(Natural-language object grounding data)
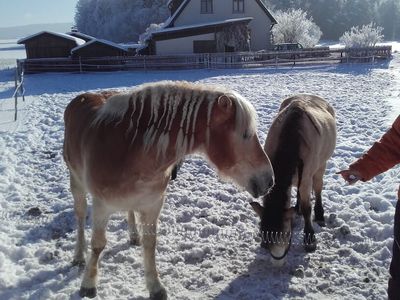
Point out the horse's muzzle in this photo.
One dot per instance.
(260, 185)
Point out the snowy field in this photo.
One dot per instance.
(208, 246)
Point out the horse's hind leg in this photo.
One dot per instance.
(134, 238)
(80, 206)
(317, 187)
(98, 242)
(149, 221)
(310, 243)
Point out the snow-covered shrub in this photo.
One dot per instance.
(364, 36)
(294, 26)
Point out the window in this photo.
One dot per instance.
(238, 6)
(206, 7)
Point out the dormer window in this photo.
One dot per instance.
(238, 6)
(206, 7)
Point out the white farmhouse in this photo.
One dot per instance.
(208, 26)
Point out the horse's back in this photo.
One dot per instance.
(317, 127)
(78, 116)
(309, 102)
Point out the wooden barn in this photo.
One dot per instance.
(99, 48)
(47, 44)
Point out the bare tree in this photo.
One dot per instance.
(119, 20)
(294, 26)
(364, 36)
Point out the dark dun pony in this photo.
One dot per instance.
(301, 139)
(122, 148)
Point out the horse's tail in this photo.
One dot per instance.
(313, 122)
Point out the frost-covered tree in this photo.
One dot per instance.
(119, 20)
(294, 26)
(334, 17)
(362, 36)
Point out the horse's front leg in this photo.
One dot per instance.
(134, 238)
(149, 219)
(98, 242)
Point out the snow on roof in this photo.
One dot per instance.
(171, 19)
(109, 43)
(175, 15)
(200, 25)
(63, 35)
(83, 35)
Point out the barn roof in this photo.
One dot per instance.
(196, 29)
(100, 41)
(81, 35)
(171, 20)
(62, 35)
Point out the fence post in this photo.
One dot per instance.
(16, 96)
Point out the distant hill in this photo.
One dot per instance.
(23, 31)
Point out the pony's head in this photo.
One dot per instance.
(232, 144)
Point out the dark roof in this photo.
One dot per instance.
(171, 20)
(78, 41)
(81, 35)
(99, 41)
(197, 29)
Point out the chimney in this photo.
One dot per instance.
(173, 5)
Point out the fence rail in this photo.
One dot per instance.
(207, 61)
(19, 89)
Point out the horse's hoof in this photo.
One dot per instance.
(160, 295)
(78, 263)
(135, 241)
(310, 243)
(87, 292)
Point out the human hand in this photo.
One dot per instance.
(351, 176)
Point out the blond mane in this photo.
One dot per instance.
(166, 97)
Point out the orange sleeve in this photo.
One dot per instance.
(382, 156)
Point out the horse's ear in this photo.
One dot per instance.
(257, 208)
(225, 109)
(224, 102)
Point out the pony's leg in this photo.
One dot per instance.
(149, 235)
(98, 242)
(318, 183)
(305, 206)
(80, 205)
(297, 207)
(134, 238)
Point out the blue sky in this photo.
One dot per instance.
(24, 12)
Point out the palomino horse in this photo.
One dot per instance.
(301, 139)
(122, 148)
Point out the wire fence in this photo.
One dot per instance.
(207, 61)
(194, 61)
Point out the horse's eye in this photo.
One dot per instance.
(246, 135)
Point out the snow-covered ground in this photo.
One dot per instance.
(208, 246)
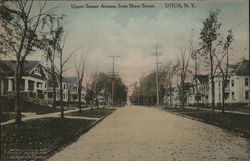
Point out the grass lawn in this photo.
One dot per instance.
(35, 138)
(7, 105)
(228, 120)
(95, 112)
(7, 116)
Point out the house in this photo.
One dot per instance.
(73, 91)
(50, 84)
(172, 96)
(33, 83)
(36, 83)
(237, 87)
(200, 92)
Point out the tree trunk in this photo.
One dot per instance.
(54, 86)
(79, 96)
(17, 95)
(61, 89)
(223, 96)
(212, 78)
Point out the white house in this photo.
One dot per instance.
(36, 81)
(172, 96)
(237, 88)
(33, 82)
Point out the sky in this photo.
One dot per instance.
(132, 33)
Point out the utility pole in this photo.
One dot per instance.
(156, 54)
(113, 73)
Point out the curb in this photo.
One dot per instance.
(245, 133)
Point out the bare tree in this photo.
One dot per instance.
(181, 70)
(80, 68)
(209, 35)
(22, 33)
(54, 38)
(169, 84)
(224, 68)
(62, 62)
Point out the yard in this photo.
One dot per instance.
(39, 138)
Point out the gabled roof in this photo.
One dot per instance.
(242, 69)
(202, 78)
(8, 66)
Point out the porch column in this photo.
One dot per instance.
(10, 85)
(26, 85)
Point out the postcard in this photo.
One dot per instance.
(128, 80)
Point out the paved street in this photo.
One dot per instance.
(147, 134)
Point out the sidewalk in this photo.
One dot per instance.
(226, 111)
(31, 116)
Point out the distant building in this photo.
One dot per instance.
(237, 88)
(199, 93)
(172, 96)
(73, 91)
(49, 87)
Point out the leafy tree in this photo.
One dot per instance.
(224, 68)
(209, 34)
(181, 70)
(23, 33)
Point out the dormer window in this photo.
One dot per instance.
(246, 81)
(37, 71)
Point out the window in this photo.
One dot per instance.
(246, 81)
(246, 95)
(233, 97)
(50, 94)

EXERCISE REQUIREMENTS
The data above must be written out again without alteration, and the pictures in them must be excluded.

FINISHED TASK
Point out the horse's muzzle in this photo.
One dot per instance.
(260, 185)
Point out the snowy field in this photo.
One dot per instance.
(208, 246)
Point out the horse's hind leg in this photo.
One dot per instance.
(134, 238)
(80, 206)
(317, 187)
(98, 242)
(149, 221)
(310, 243)
Point out the snow-covered shrub in this photo.
One dot per instance.
(364, 36)
(294, 26)
Point out the window in this photo.
One dot per instance.
(238, 6)
(206, 7)
Point out the dormer window in this photo.
One dot per instance.
(238, 6)
(206, 7)
Point out the white farmhouse in this photo.
One dot per instance.
(208, 26)
Point out the horse's back in this photo.
One dot per instance.
(317, 127)
(78, 116)
(309, 102)
Point out the wooden barn in this photo.
One dot per instance.
(99, 48)
(47, 44)
Point out the bare tree in this photo.
One dot per instance.
(119, 20)
(294, 26)
(364, 36)
Point out the dark dun pony in this photo.
One dot per instance.
(301, 139)
(122, 148)
Point out the horse's tail in this photo.
One dot per instance.
(313, 122)
Point out the frost-covered tree in this photo.
One dot per instance.
(119, 20)
(294, 26)
(334, 17)
(362, 36)
Point out the horse's front leg in this photo.
One dot per instance.
(134, 238)
(149, 219)
(98, 242)
Point out the snow on roof in this photo.
One dot per instance.
(171, 19)
(109, 43)
(175, 15)
(200, 25)
(63, 35)
(83, 35)
Point out the barn roof in this photo.
One dot per instance.
(196, 29)
(100, 41)
(81, 35)
(171, 20)
(62, 35)
Point out the fence post in this photo.
One dot per instance.
(16, 96)
Point out the distant hill in this photo.
One dot per instance.
(23, 31)
Point out the pony's head in this photo.
One dot per instance.
(232, 144)
Point out the dark roof in this photo.
One dot per instance.
(171, 20)
(78, 41)
(81, 35)
(99, 41)
(197, 29)
Point out the chimney in this photo.
One dot per instance.
(173, 5)
Point out the fence rail in this photo.
One dot per instance.
(207, 61)
(19, 89)
Point out the horse's hoof in this photo.
One dot per instance.
(160, 295)
(78, 263)
(135, 241)
(310, 243)
(87, 292)
Point out the human hand in this photo.
One dot per instance.
(351, 176)
Point out the blond mane in this photo.
One dot per instance.
(166, 97)
Point out the orange sleeve in this photo.
One dot per instance.
(382, 156)
Point out the horse's ear in this photo.
One dot per instance.
(257, 208)
(225, 109)
(224, 102)
Point out the pony's leg in this photo.
One dot per instance.
(149, 235)
(98, 242)
(318, 183)
(305, 206)
(80, 205)
(297, 207)
(134, 238)
Point out the blue sky in this photo.
One dot per instance.
(24, 12)
Point out the palomino horse in this photo.
One dot per instance.
(301, 139)
(122, 148)
Point out the wire fence in this photo.
One dot per instance.
(207, 61)
(194, 61)
Point out the horse's eye in this photo.
One dot per instance.
(246, 135)
Point out the snow-covered ground in this photo.
One dot per instance.
(208, 246)
Point out the grass lawn in this photo.
One dot per instance.
(35, 138)
(7, 105)
(228, 120)
(95, 112)
(7, 116)
Point out the house in this photo.
One dot per instance.
(73, 91)
(50, 84)
(172, 96)
(33, 83)
(36, 83)
(237, 87)
(200, 92)
Point out the tree trunk in this photo.
One dot per instance.
(54, 86)
(79, 96)
(17, 95)
(61, 89)
(223, 96)
(212, 78)
Point out the white house in this photo.
One dot per instance.
(36, 81)
(172, 96)
(237, 88)
(33, 82)
Point out the sky in this photo.
One dot per instance.
(132, 33)
Point out the utility pole in this photo.
One dot per instance.
(156, 54)
(113, 73)
Point out the curb in this photo.
One dot per instance.
(245, 133)
Point out the bare tree in this photo.
One dot per instance.
(181, 70)
(80, 68)
(209, 35)
(22, 33)
(54, 38)
(169, 84)
(224, 68)
(62, 62)
Point out the yard in this photo.
One dot per instance.
(39, 138)
Point out the gabled roof in this photo.
One dot per instance.
(242, 69)
(202, 78)
(8, 66)
Point out the porch column in this photo.
One dot per instance.
(10, 85)
(26, 85)
Point out the postcard in this photo.
One dot per instance.
(128, 80)
Point out the paved street in this photo.
One dot per instance.
(147, 134)
Point out the sidewalk in this photo.
One dot per instance.
(226, 111)
(31, 116)
Point out the distant building in this photo.
One dot per instance.
(237, 88)
(199, 93)
(172, 96)
(73, 91)
(49, 87)
Point out the leafy tree in this photo.
One dot per instance.
(224, 68)
(209, 34)
(181, 70)
(23, 33)
Point out the dormer window in this photo.
One dot per instance.
(246, 81)
(37, 71)
Point out the window in this photo.
One dot per instance.
(246, 81)
(246, 95)
(233, 97)
(50, 94)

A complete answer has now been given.